*PROBLEM DETAILS*
Extract each line of the items below that contains the string "earth", treating uppercase and lowercase as different.

◆ ◆ ◆ ◆ ◆ ◆ ◆

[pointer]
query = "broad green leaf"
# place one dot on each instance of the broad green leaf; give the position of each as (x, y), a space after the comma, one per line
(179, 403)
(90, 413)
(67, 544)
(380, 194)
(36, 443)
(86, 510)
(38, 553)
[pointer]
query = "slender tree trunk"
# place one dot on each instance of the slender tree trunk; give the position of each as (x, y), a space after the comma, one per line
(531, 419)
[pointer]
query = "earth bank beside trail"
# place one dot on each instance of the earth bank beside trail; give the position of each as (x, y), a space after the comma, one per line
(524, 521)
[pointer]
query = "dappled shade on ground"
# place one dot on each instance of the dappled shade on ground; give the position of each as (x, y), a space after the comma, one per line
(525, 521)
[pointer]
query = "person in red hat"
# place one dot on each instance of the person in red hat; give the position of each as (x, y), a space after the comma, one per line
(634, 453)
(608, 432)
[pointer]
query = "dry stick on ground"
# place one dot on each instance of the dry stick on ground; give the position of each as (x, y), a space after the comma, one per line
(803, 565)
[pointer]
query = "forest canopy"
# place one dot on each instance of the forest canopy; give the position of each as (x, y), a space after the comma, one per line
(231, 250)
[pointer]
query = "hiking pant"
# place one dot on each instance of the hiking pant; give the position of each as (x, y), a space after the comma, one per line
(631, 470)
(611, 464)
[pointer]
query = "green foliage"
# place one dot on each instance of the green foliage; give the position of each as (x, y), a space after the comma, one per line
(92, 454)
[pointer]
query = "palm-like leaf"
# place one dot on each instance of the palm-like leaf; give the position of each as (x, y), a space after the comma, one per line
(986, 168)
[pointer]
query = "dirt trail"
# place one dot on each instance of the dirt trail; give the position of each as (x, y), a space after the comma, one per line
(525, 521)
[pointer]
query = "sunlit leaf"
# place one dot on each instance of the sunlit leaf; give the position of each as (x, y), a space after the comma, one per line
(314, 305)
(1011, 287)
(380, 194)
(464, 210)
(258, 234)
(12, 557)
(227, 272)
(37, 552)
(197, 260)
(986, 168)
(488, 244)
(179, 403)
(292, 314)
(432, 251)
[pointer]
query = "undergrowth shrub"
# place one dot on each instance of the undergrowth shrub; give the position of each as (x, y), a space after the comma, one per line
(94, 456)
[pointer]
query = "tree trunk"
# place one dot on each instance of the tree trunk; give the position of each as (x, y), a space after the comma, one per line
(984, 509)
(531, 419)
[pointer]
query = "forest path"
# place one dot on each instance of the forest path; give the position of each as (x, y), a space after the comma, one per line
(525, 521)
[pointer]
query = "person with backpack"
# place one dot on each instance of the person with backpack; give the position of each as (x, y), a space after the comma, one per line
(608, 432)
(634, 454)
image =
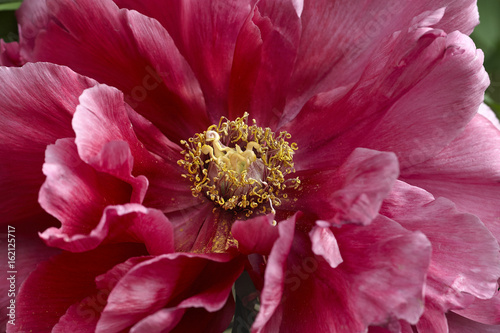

◆ ◆ ◆ ◆ ◆ ◆ ◆

*OUTPUT FOR THIS EXERCISE*
query = "earth bank beside trail"
# place one dot on each instance of the earth bank beside trail; give the position of each as (x, y), a space after the comma, one per line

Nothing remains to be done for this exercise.